Consignes proposées
1. Reformulez plus brièvement le paragraphe du texte sur le cinquième mandat qui commence par « Le peuple algérien accorde ». Conservez-en les faits essentiels.
2. Recopiez à l'identique le passage du texte sur le cinquième mandat qui commence par « Le peuple algérien » et se poursuit jusqu'à « du joug colonial. ».
3. Poursuivez le texte sur le cinquième mandat à partir de sa dernière phrase.

Texte proposé

⟨

Ce message transmis pacifiquement ne résulte que d’un seul processus de pensée, le caractère déraisonnable voire suicidaire de la continuité d’un mandat présidentiel, et non de toute autre considération personnelle visant à la personne du chef de l’Etat ou à son entourage. Ne sachant vers qui se tourner pour faire entendre ses doléances, le peuple est sorti dans la rue pour faire entendre raison aux autorités politiques sur un danger qui poindrait à l’horizon si le Président venait à être réélu et qu’une vacance de pouvoir s’en trouvait encore plus prononcée après les élections du 18 avril 2019.
Cet appel, le président de la République ne l’a certainement pas entendu comme un défi destiné à le pousser vers la sortie, mais comme un cri de la raison venant du peuple face à l’abandon qu’il subit déjà depuis 2004, et que l’on veut proroger ad vitam aeternam. C’est la raison pour laquelle le président de la République a répondu favorablement à cette crise d’angoisse justifiée de toute une nation et qui dépasse amplement tous les clivages politiques et partisans, en promettant de partir au cours d’un cinquième mandat. Cette réponse du président de la République ne peut en aucun cas faire figure de concession tant elle le concerne autant que le peuple. Il ne s’agit pas de marchander l’avenir d’une nation sur l’autel de la présidence de la République, mais de percevoir le bien-fondé de la vacuité de sens que constitue l’absence physique et morale du plus haut personnage de l’Etat qui, en fin de compte, a formé un esprit anxiogène dans le corps de la nation.
Le peuple algérien accorde, par conséquent, la plus haute importance à cette parole donnée du président de la République car il sait pertinemment que c’est son propre avenir qui est en jeu autant que celui des générations futures desquelles sortiront d’autres acteurs de la vie politique nationale. Que le président de la République se renie, et c’est la culture du reniement qui laissera des traces indélébiles dans la conscience nationale. Que le président de la République s’exécute, et toute la nation lui saura gré d’avoir insufflé à ses enfants l’esprit d’abnégation qui lui avait tant servi pour se libérer du joug colonial.

⟩

Données extraites
⟨

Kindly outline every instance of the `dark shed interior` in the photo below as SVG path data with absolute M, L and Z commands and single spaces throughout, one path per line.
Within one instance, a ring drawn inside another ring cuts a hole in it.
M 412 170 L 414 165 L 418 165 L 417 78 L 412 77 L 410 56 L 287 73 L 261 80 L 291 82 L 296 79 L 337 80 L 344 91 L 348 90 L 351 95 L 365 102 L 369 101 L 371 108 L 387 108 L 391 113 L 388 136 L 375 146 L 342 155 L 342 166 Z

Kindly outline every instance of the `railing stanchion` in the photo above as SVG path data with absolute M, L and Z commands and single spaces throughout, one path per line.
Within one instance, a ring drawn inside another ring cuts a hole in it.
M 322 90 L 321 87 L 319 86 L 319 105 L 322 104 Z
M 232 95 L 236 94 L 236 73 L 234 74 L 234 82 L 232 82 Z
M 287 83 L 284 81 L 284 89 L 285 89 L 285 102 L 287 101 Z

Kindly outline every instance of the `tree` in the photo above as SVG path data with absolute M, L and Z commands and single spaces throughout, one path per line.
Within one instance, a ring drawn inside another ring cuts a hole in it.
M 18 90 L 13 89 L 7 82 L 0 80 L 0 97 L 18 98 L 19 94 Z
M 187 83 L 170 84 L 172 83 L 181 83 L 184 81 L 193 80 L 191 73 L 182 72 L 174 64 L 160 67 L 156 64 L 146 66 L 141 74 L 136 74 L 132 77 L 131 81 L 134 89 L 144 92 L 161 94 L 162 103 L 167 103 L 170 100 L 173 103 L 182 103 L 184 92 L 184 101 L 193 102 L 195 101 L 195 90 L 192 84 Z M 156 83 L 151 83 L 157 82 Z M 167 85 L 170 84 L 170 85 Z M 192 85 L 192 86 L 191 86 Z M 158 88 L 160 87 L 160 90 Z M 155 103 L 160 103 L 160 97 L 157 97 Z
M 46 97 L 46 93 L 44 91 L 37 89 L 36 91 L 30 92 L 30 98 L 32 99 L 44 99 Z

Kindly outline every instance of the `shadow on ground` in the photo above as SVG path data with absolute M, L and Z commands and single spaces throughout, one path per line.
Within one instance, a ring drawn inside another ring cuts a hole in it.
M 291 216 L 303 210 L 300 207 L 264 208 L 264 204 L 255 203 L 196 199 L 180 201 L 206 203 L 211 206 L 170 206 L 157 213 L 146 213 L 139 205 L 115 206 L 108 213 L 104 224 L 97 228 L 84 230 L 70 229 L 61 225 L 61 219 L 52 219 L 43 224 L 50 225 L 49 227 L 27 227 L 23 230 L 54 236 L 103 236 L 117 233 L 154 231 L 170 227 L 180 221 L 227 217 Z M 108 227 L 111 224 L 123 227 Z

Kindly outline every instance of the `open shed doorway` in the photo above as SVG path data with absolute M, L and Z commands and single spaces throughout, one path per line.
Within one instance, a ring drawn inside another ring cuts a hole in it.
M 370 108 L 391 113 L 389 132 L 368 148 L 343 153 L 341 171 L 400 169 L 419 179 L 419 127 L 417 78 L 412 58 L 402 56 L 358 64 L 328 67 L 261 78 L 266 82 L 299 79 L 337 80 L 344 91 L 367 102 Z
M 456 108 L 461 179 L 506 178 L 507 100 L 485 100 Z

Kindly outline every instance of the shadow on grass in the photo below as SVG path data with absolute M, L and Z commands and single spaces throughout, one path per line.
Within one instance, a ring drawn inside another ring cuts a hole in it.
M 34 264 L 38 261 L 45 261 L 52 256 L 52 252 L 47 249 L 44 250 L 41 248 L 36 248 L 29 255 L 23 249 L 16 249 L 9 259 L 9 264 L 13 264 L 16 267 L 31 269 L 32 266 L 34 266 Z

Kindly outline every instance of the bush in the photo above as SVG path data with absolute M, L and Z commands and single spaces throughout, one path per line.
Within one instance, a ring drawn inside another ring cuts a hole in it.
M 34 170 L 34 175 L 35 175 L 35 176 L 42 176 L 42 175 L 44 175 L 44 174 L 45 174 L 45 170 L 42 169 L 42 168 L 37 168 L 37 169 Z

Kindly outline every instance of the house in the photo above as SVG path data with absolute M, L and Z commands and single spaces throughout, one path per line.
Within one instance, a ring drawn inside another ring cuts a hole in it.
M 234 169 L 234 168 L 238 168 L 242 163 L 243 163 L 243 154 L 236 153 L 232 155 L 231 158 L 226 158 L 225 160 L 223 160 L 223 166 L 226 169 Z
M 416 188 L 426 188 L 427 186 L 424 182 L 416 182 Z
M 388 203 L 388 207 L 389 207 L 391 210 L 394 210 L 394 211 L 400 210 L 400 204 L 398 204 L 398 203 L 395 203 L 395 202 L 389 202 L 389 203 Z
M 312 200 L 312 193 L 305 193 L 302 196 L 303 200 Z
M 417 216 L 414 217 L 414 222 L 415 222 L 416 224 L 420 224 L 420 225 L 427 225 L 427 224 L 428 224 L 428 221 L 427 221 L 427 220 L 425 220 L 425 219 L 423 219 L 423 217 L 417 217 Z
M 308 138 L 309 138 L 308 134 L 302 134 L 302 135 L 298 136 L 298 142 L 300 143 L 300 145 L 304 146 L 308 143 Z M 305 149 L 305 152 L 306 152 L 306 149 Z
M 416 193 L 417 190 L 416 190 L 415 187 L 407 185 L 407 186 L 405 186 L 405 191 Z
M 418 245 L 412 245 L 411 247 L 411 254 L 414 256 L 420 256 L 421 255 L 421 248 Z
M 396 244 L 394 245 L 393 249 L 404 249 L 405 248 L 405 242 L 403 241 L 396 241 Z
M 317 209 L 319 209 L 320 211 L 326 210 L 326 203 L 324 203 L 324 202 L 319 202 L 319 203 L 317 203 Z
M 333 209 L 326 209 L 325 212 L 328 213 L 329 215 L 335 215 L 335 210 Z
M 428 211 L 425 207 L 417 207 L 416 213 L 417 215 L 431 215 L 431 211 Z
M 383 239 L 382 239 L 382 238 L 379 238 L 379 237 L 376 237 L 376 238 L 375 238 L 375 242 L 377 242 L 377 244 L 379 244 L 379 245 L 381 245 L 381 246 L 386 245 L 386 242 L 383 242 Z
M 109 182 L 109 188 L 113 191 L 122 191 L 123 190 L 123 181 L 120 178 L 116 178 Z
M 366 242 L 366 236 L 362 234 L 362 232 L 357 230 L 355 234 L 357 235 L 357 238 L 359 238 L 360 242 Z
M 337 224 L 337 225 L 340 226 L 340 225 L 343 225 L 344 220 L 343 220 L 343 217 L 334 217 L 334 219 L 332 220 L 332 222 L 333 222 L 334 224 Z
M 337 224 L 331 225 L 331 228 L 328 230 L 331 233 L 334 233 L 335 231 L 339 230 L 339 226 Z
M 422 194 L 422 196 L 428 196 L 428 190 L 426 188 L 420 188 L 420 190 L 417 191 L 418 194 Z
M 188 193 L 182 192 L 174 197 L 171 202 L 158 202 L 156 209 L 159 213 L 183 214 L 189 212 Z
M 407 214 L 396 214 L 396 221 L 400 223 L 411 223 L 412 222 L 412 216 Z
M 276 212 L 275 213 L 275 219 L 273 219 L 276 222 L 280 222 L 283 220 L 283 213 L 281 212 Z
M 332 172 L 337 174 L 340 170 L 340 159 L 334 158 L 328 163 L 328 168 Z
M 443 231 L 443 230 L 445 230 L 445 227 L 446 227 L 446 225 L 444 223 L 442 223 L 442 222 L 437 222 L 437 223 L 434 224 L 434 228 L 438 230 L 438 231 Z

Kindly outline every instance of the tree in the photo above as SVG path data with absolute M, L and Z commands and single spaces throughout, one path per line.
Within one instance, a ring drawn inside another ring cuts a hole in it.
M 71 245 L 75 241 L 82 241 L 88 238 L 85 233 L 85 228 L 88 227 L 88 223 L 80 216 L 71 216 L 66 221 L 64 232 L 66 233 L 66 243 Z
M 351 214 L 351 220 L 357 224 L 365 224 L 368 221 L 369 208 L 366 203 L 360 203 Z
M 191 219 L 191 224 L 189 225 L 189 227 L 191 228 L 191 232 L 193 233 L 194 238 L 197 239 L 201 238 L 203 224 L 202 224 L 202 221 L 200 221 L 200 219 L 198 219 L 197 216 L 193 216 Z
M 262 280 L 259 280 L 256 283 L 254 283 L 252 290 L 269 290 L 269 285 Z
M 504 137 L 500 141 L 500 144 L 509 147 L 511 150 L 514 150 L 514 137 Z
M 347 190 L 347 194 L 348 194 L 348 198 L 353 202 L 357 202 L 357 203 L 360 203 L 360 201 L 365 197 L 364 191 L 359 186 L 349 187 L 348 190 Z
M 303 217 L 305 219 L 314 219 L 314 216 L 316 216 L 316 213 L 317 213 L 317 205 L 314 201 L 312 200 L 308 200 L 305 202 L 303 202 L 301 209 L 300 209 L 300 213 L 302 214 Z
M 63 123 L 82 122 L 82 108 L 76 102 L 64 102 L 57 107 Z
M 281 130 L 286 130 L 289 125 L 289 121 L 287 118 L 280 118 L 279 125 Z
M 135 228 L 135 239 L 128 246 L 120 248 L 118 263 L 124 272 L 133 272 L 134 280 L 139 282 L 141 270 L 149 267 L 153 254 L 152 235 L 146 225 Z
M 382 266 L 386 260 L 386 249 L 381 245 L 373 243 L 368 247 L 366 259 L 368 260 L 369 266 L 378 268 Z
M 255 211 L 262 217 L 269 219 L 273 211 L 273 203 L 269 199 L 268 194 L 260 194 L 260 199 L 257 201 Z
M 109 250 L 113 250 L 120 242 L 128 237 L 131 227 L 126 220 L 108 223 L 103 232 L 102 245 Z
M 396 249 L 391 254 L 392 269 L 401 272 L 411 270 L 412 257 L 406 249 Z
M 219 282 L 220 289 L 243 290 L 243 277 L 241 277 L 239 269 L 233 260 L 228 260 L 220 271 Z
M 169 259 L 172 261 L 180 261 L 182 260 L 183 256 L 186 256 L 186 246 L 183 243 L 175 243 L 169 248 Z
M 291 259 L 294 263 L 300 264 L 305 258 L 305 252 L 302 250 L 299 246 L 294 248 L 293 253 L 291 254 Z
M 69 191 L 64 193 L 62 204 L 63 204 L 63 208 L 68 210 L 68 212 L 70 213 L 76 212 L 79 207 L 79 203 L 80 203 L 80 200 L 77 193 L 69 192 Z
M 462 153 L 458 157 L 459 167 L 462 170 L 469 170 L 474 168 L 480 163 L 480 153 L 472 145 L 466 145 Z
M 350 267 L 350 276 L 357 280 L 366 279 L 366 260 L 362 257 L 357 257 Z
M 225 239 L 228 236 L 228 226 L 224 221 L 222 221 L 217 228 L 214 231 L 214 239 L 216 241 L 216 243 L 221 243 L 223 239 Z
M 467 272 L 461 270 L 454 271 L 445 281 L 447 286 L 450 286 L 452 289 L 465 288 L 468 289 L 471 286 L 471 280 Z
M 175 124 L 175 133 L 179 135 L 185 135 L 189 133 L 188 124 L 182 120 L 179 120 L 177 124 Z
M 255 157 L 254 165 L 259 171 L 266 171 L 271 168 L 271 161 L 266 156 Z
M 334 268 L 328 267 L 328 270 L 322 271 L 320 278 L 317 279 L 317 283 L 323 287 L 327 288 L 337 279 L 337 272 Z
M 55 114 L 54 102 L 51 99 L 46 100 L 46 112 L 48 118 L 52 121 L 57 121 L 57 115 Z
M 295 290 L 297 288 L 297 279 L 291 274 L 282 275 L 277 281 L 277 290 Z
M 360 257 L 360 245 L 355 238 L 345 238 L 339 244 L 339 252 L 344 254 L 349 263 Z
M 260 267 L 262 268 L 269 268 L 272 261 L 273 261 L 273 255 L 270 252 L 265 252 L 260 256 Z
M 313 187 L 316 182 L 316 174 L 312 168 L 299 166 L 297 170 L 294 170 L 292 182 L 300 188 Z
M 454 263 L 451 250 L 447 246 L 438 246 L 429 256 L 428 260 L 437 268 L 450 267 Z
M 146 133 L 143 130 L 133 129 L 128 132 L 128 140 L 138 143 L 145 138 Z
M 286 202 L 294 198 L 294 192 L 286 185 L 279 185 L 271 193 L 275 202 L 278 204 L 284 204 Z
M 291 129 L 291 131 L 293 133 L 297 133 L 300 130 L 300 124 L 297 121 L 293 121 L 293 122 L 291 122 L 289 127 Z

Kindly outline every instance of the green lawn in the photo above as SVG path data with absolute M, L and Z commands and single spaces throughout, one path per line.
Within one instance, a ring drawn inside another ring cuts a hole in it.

⟩

Réponses par consigne
1. Le peuple algérien attache la plus haute importance à la promesse du président de la République, car son propre avenir et celui des générations futures, d'où sortiront d'autres acteurs politiques, en dépendent. Si le président se renie, la culture du reniement marquera durablement la conscience nationale. S'il tient parole, la nation lui saura gré d'avoir transmis à ses enfants l'esprit d'abnégation qui l'a aidée à se libérer du joug colonial.

2.
Le peuple algérien accorde, par conséquent, la plus haute importance à cette parole donnée du président de la République car il sait pertinemment que c’est son propre avenir qui est en jeu autant que celui des générations futures desquelles sortiront d’autres acteurs de la vie politique nationale. Que le président de la République se renie, et c’est la culture du reniement qui laissera des traces indélébiles dans la conscience nationale. Que le président de la République s’exécute, et toute la nation lui saura gré d’avoir insufflé à ses enfants l’esprit d’abnégation qui lui avait tant servi pour se libérer du joug colonial.

3.
L’Algérie n’a jamais été une nation où un chef autoproclamé pouvait s’imposer comme mode de régulation du pouvoir. Au plus fort des colonialismes étrangers, le peuple algérien a constamment recherché un besoin de coalescence, de concertation, de consensus du plus grand nombre, que certains ont assimilé à l’ancestrale culture de l’assemblée des Berbères, thajemaâth. La spécificité même de la nation algérienne dans sa conception du politique n’est certainement pas une vue de l’esprit, cette culture de la concertation ayant fait l’objet de nombreuses études anthropologiques et fut même la fascination de nombreux savants dont Karl Marx et Bourdieu.
Aujourd’hui, dans cet appel angoissé du peuple, nous affrontons une nouvelle phase de notre histoire politique où l’esprit de concertation et de délibération requiert une démarche qui sorte des processus de décision autoritaristes, qui n’ont jamais véritablement fonctionné au Maghreb central. L’exemple de Messali El-Hadj atteste malgré ses bonnes intentions du refus atavique par les Algériens de se laisser happer dans des carcans totalitaires. Que l’on se remémore aussi les 22, les 6, et tous les autres révolutionnaires algériens qui n’ont eu de force politique que parce qu’ils avaient accepté individuellement de ne pas se décider tant que leurs propres vues n’étaient pas soumises à la concertation et à la délibération générale.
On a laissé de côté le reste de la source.